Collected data
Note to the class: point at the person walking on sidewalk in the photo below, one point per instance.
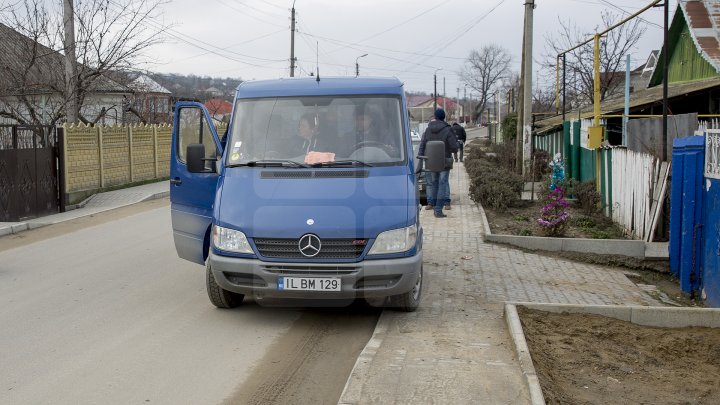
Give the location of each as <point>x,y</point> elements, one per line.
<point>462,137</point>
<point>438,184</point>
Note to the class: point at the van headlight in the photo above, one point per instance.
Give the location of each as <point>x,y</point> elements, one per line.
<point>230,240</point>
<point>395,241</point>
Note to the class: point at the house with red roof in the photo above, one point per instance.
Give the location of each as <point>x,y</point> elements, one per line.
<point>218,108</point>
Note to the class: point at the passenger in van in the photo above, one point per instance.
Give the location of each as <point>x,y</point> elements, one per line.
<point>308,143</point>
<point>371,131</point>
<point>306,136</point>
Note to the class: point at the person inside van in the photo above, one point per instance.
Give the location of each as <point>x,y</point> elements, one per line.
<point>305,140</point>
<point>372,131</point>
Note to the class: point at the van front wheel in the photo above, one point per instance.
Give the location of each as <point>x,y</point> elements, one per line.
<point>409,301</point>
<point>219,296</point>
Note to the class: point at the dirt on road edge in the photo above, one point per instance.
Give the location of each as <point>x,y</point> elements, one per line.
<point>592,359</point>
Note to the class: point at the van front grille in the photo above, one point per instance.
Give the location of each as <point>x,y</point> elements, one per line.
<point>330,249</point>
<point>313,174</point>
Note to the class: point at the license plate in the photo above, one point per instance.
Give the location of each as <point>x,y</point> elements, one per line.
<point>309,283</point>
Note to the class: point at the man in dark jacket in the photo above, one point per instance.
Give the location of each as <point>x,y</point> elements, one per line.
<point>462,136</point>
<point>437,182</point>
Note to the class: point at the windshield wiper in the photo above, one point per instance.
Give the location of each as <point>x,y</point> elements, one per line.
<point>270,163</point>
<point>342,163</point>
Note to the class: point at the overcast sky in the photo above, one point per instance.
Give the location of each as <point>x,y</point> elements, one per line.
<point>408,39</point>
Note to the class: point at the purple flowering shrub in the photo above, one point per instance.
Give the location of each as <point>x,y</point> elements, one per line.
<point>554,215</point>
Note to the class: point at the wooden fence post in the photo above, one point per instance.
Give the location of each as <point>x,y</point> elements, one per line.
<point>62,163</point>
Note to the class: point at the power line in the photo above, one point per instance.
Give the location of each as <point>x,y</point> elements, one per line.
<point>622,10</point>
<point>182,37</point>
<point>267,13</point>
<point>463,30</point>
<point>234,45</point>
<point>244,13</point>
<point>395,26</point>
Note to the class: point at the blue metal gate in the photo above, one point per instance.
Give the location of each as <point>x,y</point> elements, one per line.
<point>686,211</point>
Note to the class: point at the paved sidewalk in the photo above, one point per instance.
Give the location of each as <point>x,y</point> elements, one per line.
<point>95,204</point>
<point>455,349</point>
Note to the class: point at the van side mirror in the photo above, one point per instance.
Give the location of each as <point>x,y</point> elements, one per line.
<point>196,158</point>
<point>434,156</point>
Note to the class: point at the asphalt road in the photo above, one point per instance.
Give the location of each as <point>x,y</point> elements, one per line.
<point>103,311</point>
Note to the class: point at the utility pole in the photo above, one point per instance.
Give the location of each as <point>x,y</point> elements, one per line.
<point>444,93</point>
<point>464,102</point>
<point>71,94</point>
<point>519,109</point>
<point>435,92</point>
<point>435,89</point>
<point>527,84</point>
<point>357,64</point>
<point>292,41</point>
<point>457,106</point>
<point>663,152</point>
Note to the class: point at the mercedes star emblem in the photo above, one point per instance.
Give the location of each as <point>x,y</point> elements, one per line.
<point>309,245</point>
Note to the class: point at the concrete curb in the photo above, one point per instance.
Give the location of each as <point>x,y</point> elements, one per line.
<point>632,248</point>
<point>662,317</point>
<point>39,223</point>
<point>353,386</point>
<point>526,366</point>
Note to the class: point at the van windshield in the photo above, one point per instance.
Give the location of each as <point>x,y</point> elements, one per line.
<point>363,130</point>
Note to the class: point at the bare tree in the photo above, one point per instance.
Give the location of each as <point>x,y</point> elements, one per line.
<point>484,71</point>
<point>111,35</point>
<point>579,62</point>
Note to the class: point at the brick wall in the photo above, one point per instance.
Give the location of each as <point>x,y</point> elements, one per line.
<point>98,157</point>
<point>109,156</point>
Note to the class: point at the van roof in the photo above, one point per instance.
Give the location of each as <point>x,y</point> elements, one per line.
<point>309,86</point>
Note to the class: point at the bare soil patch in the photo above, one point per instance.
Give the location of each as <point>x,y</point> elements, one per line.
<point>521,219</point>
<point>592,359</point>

EXERCISE | You need to restate all of the entries above exactly and leave the pictures behind.

RESPONSE FOR THIS EXERCISE |
Note to the class: point at the person walking on sidewalk in the photo below, one point per instance.
Give the location of each as <point>x,y</point> elements, one per line.
<point>462,137</point>
<point>438,184</point>
Note to the class: point at the van headlight in the photo above, one point per instance.
Give the location of each as <point>x,y</point> elements, one per line.
<point>230,240</point>
<point>395,241</point>
Note to the class: point at the house with red roof in the photo above, one point per instance.
Give the location of each as <point>x,y</point> elements, one per line.
<point>218,108</point>
Note to the class: point at the passenger in van in the photo above, one point per instance.
Give the location of each as <point>x,y</point> elements, one per line.
<point>308,143</point>
<point>371,131</point>
<point>306,136</point>
Note to the class: point at the person inside van in the photo above, one point per instance.
Give the location of each as <point>x,y</point> elements, one per line.
<point>305,140</point>
<point>372,131</point>
Note to the class: point at the van front wheel in the photo above, one point per instance.
Give the location of each as <point>x,y</point> elements, one per line.
<point>409,301</point>
<point>219,296</point>
Note to the class: point at the dirt on road edge in the photo above, one point per instance.
Give the location of each as <point>x,y</point> elements, one per line.
<point>592,359</point>
Note to the class: point at the van front grille in the photo above, one point per instance.
Give the location of each as <point>x,y</point> elements, one per line.
<point>330,249</point>
<point>313,174</point>
Note to the class: point at the license plate in the photo above, one point per instance.
Give the location of each as <point>x,y</point> elements, one per line.
<point>309,283</point>
Note to the class: point at the man in dark jacket in the photo above, one point per instance.
Give the location of each as <point>x,y</point> elements, one per line.
<point>462,136</point>
<point>437,182</point>
Note to the class: point at the windshield wiper in the photo above, one point per instance.
Give the location of each as <point>x,y</point> elements, one per line.
<point>270,163</point>
<point>342,163</point>
Note to the class: point at the overcast sky in the photo above, one point per instance.
Give the location of each as <point>x,y</point> elements, one per line.
<point>408,39</point>
Note to the class: point at the purple flowering shrub in the photo above, one point per instance.
Give the location of each as <point>x,y</point> elements, one per line.
<point>554,215</point>
Note to the class: point at the wooden fence post in the photo above, one point per instance.
Give the location of each as <point>x,y</point> elements, one per line.
<point>62,163</point>
Note to the class: point at the power line in the photo above, one point per instance.
Give the location of each as <point>x,y</point> elements, one per line.
<point>622,10</point>
<point>182,37</point>
<point>267,13</point>
<point>463,30</point>
<point>234,45</point>
<point>244,13</point>
<point>395,26</point>
Note to the class: point at the blue metal gate in the photo above, one point per instance.
Give the location of each as <point>x,y</point> elements, one per line.
<point>686,211</point>
Note to the class: point at the paved sidewalk in the photo above, one point per instance.
Give the location of each as <point>x,y</point> elements, one per line.
<point>95,204</point>
<point>455,349</point>
Note to the class: point at the van side mirror in the photo above, one point per instance.
Give the location of each as <point>x,y</point> elements, one per line.
<point>196,158</point>
<point>434,156</point>
Note to the class: point at the asphalt road in the photo above, one point per instance.
Give the location of each as <point>x,y</point> elements, one per line.
<point>103,311</point>
Note to the class: point at the utility pole in the photo above, one point per instance.
Give the location of each as <point>x,y</point> elements, one per line.
<point>444,93</point>
<point>464,102</point>
<point>71,94</point>
<point>519,109</point>
<point>435,92</point>
<point>435,89</point>
<point>527,84</point>
<point>357,64</point>
<point>292,41</point>
<point>457,106</point>
<point>663,152</point>
Note to the class: point at the mercedes star emblem in the photo above, one point per instance.
Give the location of each as <point>x,y</point> elements, one per line.
<point>309,245</point>
Note to the class: point at the concrete curb in the photo above, one point per instance.
Give the location of each as <point>x,y</point> elements, one per line.
<point>632,248</point>
<point>662,317</point>
<point>39,223</point>
<point>353,386</point>
<point>526,366</point>
Note to the class: point at the van windshield in the photo above, one point per instance.
Give the location of each as <point>x,y</point> elements, one per line.
<point>363,130</point>
Note to the class: point at the bare tree in the photo above, one point per instance.
Give the location of each as <point>x,y</point> elements, one per line.
<point>484,71</point>
<point>111,35</point>
<point>579,62</point>
Note to the class: point at the brick wall in the photo above, one point per instance.
Give the location of each as <point>x,y</point> elements, one per line.
<point>98,157</point>
<point>109,156</point>
Note to the class: point at the van roof in the photo above, one point per instance.
Give the location of each as <point>x,y</point> elements, one per line.
<point>309,86</point>
Note to the class: point at the bare soil patch in the photo above, one point per instance.
Give the location of each as <point>x,y</point> elements, one per line.
<point>521,219</point>
<point>592,359</point>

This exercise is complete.